-- Exercise brief --
Search term "distant": copy each line of the records that contains it.

== Record excerpts

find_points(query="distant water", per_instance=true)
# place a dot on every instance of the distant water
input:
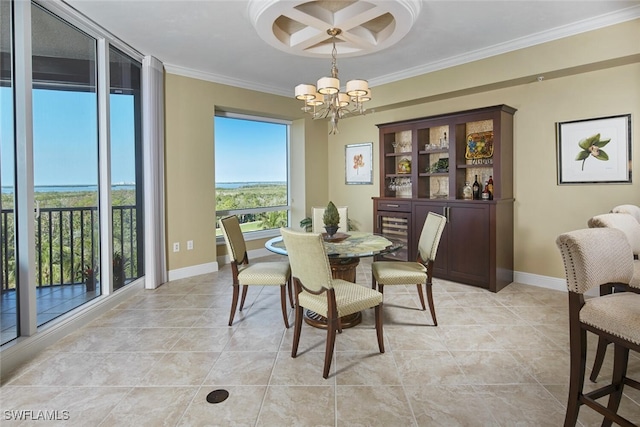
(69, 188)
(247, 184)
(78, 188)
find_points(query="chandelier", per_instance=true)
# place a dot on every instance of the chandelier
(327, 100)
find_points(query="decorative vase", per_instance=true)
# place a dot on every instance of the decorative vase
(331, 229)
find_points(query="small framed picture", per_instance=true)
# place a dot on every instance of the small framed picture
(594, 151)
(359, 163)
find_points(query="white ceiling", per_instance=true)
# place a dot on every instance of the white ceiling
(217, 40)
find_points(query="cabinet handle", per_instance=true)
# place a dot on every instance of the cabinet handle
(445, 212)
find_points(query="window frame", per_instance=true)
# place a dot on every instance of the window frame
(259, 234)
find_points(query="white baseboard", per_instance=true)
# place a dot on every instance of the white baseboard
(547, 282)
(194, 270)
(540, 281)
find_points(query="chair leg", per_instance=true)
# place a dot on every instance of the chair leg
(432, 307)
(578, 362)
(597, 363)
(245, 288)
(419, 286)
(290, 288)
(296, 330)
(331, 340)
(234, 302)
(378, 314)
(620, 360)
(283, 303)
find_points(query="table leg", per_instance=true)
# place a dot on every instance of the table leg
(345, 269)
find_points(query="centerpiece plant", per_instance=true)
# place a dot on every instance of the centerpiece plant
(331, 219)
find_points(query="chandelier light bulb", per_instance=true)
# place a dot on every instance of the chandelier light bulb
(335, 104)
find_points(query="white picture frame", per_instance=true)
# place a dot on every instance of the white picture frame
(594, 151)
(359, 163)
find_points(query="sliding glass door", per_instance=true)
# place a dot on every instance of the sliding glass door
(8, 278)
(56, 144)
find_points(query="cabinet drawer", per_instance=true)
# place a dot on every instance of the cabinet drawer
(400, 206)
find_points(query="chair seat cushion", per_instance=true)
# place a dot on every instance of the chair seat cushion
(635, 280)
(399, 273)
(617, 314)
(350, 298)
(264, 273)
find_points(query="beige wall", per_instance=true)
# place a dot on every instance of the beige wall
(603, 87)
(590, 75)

====
== Record excerpts

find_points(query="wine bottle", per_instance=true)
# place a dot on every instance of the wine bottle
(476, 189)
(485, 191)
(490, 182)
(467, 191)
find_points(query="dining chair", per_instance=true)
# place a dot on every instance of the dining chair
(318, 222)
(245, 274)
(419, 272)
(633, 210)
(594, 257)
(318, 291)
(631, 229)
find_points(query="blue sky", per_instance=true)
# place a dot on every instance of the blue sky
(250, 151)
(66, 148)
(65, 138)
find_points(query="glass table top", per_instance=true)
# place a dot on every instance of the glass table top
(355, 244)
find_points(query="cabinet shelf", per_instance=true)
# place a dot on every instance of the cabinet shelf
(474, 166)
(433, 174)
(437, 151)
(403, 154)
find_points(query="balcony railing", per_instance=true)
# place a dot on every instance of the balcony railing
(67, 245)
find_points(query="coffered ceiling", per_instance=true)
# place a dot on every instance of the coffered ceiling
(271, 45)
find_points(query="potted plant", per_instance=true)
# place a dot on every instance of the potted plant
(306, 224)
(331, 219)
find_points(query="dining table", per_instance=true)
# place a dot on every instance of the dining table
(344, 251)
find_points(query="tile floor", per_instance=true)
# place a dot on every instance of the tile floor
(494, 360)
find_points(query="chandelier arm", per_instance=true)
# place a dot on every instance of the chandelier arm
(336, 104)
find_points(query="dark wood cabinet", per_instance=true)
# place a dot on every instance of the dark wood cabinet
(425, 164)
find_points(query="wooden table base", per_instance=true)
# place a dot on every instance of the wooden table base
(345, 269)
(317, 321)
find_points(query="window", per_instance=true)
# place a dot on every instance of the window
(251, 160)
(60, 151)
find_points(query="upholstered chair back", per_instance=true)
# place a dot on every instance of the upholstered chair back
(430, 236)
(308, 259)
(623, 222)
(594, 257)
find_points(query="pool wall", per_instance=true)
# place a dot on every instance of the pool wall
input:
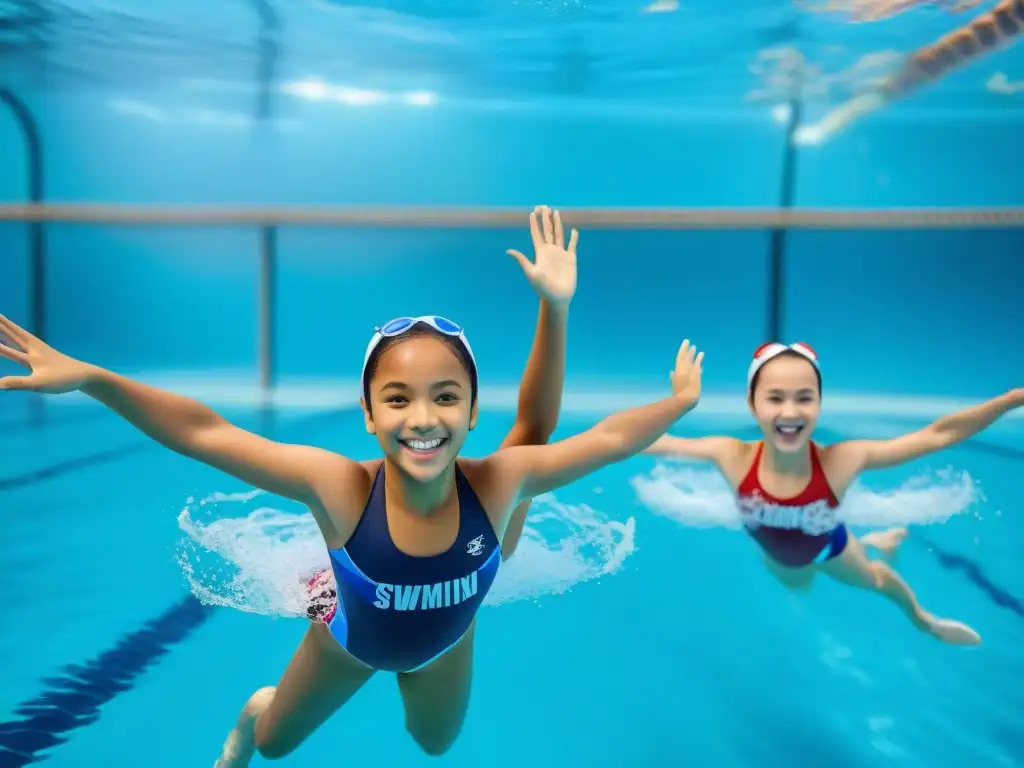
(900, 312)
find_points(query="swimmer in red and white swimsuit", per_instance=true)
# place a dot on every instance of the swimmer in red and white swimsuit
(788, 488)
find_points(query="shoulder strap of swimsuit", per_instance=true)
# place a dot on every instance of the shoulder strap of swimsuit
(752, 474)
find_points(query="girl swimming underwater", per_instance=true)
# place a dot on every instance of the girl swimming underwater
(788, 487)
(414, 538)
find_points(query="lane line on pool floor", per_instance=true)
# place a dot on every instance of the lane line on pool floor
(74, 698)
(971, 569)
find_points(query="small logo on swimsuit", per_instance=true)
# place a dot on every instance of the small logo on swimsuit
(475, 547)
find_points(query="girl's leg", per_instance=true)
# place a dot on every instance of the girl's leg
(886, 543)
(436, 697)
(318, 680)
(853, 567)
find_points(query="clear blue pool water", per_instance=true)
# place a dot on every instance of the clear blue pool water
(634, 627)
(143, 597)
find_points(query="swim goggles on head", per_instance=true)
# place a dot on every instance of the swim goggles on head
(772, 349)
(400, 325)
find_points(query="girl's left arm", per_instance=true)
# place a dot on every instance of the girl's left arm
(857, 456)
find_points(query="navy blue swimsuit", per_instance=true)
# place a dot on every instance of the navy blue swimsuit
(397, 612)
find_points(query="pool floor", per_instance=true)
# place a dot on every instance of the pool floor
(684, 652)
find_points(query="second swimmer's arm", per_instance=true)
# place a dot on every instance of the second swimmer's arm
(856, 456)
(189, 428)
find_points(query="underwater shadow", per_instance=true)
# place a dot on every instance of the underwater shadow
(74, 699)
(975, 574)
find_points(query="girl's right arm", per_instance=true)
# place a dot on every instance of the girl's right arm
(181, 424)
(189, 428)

====
== Record excerpts

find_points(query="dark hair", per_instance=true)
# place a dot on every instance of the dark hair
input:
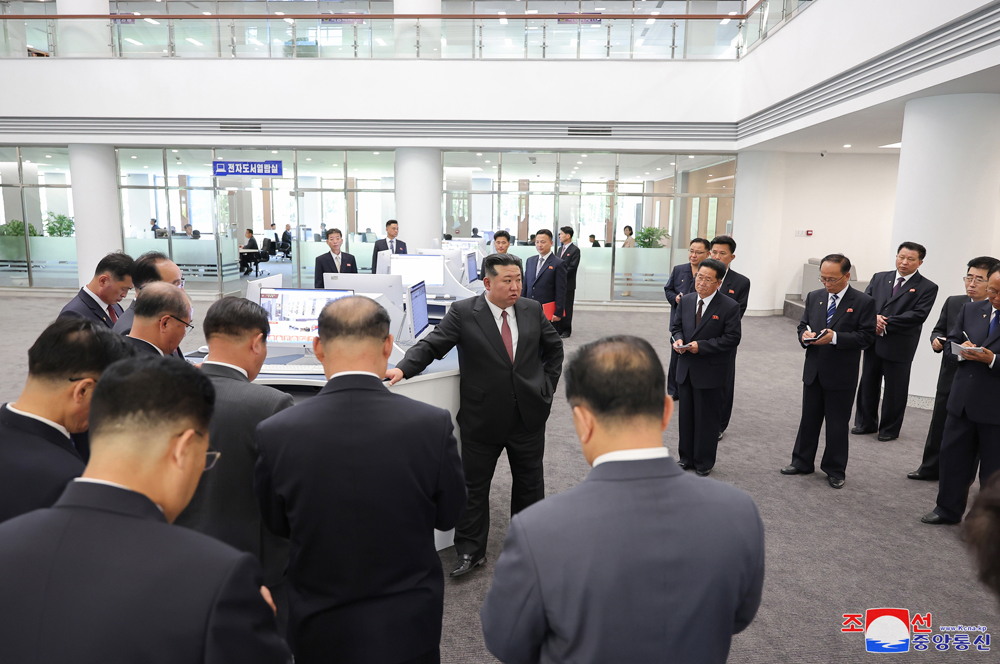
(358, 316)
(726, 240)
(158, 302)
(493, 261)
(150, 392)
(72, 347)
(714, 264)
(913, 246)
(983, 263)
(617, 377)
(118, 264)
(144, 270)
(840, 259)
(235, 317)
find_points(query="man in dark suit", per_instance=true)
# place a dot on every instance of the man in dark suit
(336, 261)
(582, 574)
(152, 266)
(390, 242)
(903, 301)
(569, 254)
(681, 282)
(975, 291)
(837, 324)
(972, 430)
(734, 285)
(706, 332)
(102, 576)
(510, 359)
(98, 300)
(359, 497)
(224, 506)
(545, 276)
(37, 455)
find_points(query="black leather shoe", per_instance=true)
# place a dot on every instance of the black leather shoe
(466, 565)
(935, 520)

====

-- Output below --
find_points(query="distant water", per_instance=true)
# place a dot on every instance of the distant water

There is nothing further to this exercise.